| Quoted passage |
On January 22, 2025, CJP further filed a formal complaint with the Goa Police, seeking immediate preventive action against the “Hindu Rashtra Jagruti Sabha” event scheduled for January 25 in Sanguem. Forwarded to the Inspector General and Superintendent of Police, the complaint highlighted the potential threat posed by the organiser, Hindu Janajagruti Samiti (HJS), a group with a documented history of hate speech and divisive rhetoric. CJP raised a sharp alarm, noting that the HJS frequently propagates baseless conspiracies like “Love Jihad” and calls for economic boycotts against minorities, which could ignite communal tensions in a diverse region.

Items for identifying locations:

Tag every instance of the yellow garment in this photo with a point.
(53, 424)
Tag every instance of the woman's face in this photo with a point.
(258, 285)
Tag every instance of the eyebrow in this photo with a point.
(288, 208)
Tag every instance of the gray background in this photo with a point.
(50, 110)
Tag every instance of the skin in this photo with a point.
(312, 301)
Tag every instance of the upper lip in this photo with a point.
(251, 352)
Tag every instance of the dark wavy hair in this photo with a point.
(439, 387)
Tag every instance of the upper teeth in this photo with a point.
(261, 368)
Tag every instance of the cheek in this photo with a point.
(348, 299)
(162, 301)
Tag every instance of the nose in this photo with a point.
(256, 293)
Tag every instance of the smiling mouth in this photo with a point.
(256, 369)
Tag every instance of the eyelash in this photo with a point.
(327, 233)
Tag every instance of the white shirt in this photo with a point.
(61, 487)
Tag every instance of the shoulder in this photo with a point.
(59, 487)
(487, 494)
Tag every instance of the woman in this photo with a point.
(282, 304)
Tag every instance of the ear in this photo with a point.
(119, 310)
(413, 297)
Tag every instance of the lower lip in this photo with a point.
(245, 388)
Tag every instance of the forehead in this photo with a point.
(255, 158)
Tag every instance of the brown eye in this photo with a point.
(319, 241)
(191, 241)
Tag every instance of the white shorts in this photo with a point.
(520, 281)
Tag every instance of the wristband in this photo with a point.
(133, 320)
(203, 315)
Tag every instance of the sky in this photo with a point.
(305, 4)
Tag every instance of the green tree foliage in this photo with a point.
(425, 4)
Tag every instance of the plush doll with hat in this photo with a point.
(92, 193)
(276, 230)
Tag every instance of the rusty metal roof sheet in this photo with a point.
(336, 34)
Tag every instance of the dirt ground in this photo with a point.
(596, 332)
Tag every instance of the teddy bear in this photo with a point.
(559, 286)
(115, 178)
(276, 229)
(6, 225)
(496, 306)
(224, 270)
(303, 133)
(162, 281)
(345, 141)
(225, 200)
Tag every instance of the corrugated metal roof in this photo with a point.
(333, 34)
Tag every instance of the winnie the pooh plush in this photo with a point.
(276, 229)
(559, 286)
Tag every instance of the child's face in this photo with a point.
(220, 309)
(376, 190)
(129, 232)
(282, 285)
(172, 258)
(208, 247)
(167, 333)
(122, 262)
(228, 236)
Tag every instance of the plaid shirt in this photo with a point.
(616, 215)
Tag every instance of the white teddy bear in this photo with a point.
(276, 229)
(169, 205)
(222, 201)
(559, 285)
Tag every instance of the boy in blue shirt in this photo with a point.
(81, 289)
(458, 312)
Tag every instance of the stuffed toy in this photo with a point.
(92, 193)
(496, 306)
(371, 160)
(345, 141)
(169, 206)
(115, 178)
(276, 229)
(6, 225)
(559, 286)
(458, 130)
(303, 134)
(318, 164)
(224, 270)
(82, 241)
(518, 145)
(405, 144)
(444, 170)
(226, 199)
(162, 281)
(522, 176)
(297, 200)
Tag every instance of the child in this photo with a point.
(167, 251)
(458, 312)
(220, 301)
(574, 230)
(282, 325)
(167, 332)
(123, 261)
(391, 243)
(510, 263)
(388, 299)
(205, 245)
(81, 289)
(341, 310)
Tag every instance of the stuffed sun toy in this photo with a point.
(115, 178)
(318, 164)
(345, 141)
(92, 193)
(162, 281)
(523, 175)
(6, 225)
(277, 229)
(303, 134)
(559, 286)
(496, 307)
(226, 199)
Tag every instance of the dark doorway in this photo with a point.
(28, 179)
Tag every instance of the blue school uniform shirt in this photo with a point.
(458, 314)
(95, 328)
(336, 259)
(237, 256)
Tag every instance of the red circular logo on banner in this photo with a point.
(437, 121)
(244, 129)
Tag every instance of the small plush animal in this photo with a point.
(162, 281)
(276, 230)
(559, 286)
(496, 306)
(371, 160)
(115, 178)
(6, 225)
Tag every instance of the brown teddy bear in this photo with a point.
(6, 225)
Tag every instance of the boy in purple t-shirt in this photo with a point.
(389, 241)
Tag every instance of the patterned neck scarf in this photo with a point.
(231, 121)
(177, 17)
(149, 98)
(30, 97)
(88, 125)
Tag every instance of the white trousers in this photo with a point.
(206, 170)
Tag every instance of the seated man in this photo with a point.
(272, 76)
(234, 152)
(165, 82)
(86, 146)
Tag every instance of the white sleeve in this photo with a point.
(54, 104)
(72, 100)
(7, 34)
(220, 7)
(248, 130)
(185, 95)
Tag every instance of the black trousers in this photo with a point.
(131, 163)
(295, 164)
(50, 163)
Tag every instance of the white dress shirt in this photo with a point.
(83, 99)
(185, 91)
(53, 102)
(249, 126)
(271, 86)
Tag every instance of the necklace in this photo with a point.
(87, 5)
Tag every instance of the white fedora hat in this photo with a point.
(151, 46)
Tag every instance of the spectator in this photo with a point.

| Exercise |
Output the passage about the CJP complaint verbatim, from "On January 22, 2025, CJP" to "a diverse region.".

| Written solution |
On January 22, 2025, CJP further filed a formal complaint with the Goa Police, seeking immediate preventive action against the “Hindu Rashtra Jagruti Sabha” event scheduled for January 25 in Sanguem. Forwarded to the Inspector General and Superintendent of Police, the complaint highlighted the potential threat posed by the organiser, Hindu Janajagruti Samiti (HJS), a group with a documented history of hate speech and divisive rhetoric. CJP raised a sharp alarm, noting that the HJS frequently propagates baseless conspiracies like “Love Jihad” and calls for economic boycotts against minorities, which could ignite communal tensions in a diverse region.